Exercise directions:
Set down word for word the lines that begin the entries and run through the line containing "positive clicks: (765, 561)". Give nothing further.

Data extract:
▼▼▼

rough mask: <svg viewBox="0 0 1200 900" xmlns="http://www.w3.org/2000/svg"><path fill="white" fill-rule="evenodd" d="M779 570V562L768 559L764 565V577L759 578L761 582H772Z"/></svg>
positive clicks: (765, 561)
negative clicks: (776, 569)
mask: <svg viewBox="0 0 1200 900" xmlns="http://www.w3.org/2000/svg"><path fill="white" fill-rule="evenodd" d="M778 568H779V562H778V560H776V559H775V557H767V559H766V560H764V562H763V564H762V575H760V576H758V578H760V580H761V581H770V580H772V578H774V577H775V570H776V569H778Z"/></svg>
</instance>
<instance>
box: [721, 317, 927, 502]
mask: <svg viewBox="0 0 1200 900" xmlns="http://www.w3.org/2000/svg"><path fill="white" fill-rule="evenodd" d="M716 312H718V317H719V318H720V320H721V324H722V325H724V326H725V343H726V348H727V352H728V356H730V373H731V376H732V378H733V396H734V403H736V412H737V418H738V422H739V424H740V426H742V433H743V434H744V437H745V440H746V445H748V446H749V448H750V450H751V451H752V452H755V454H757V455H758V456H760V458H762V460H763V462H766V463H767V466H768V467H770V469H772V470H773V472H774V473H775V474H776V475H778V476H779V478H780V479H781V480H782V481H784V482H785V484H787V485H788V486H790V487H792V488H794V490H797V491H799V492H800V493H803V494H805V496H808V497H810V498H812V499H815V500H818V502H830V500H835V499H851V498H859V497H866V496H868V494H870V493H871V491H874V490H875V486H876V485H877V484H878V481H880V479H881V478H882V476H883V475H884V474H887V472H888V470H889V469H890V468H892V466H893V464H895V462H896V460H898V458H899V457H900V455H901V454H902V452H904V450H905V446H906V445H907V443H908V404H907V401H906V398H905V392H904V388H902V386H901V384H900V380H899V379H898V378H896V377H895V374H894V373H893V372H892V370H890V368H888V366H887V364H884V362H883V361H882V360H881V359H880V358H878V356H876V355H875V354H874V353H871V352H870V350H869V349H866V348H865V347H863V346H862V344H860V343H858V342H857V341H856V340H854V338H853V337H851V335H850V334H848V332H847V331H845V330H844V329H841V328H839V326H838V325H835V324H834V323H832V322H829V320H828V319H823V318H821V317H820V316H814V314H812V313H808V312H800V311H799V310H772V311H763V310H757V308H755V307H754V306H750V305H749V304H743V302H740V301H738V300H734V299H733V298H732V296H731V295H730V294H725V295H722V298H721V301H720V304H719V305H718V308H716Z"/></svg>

▲▲▲

Reply:
rough mask: <svg viewBox="0 0 1200 900" xmlns="http://www.w3.org/2000/svg"><path fill="white" fill-rule="evenodd" d="M779 570V562L768 559L764 565V577L759 578L761 582H772Z"/></svg>
positive clicks: (765, 561)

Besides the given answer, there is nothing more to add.